From the entries below, copy each line in which the word "audi" occurs.

Stored data ::
▽

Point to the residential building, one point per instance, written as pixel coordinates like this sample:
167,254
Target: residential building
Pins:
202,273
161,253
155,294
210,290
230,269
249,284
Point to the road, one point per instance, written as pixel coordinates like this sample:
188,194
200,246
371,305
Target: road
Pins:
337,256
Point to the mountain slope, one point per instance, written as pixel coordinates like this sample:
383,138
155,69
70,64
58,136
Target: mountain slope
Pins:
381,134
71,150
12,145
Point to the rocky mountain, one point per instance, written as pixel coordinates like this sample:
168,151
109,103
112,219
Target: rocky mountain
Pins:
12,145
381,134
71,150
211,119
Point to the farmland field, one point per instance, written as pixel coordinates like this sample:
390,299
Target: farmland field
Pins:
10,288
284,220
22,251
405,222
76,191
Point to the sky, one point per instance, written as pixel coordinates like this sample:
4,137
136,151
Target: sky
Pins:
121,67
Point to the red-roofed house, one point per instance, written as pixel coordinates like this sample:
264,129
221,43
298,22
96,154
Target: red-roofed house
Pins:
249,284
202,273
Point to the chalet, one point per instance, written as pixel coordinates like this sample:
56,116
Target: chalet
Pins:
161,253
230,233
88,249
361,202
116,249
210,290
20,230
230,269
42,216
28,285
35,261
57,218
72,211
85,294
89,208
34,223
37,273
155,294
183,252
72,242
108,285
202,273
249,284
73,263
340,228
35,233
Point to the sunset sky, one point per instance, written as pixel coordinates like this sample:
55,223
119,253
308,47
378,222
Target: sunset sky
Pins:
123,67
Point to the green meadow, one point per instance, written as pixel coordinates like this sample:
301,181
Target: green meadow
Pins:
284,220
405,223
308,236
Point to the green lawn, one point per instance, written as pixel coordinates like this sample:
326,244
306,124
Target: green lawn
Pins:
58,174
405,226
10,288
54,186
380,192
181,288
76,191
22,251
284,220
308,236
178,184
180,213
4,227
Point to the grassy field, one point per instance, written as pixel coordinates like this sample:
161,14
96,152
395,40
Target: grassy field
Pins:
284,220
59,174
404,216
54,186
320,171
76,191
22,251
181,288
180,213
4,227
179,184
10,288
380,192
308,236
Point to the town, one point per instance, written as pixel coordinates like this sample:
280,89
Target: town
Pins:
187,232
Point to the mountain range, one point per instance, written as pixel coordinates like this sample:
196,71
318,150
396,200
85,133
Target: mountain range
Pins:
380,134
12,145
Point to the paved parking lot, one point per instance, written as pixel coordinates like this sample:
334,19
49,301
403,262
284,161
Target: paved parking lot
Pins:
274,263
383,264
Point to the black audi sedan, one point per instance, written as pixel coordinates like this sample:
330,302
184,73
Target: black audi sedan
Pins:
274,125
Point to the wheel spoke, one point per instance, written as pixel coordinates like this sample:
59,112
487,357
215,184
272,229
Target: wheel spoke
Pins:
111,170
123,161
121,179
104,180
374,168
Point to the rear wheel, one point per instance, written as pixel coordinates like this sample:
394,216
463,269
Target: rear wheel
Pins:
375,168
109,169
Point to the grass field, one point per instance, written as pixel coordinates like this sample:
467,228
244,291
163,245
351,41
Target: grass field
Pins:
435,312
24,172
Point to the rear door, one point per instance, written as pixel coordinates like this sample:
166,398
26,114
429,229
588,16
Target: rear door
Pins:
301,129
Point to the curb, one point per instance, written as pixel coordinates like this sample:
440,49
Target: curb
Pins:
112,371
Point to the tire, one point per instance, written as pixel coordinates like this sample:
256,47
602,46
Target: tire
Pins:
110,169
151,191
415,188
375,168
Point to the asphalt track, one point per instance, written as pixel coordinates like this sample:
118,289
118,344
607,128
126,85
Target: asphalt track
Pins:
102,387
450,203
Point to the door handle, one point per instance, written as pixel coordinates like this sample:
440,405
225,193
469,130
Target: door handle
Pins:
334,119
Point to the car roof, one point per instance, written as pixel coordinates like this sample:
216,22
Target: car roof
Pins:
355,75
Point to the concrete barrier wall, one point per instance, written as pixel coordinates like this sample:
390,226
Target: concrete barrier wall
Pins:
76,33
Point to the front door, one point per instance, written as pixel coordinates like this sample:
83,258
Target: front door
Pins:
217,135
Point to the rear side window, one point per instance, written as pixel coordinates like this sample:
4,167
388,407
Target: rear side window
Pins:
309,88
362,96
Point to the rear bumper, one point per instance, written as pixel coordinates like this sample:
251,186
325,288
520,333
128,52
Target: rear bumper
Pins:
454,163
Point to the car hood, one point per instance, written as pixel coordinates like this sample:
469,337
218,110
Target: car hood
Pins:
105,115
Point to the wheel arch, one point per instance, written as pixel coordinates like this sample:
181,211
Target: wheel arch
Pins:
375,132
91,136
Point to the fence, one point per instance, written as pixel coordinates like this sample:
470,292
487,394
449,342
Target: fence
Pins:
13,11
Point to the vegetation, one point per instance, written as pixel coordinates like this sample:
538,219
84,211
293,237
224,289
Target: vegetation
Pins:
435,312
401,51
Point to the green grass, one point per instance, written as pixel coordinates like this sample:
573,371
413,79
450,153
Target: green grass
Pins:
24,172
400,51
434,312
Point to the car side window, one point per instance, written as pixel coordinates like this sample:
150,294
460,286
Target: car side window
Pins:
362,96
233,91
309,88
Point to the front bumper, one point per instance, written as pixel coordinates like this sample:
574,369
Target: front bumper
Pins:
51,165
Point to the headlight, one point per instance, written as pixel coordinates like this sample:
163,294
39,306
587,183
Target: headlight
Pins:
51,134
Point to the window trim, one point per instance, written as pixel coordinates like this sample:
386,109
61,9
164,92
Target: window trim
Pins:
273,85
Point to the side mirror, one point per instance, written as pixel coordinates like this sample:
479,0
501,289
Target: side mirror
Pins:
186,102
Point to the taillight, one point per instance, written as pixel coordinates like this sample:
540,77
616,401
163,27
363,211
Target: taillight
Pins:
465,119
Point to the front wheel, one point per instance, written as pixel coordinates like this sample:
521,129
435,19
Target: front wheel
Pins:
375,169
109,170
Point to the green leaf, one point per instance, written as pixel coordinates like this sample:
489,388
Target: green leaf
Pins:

△

THE COMPLETED TASK ::
Point to the black audi sedan, one point per instance, written as pixel coordinates like this sample:
Target: black audi sedan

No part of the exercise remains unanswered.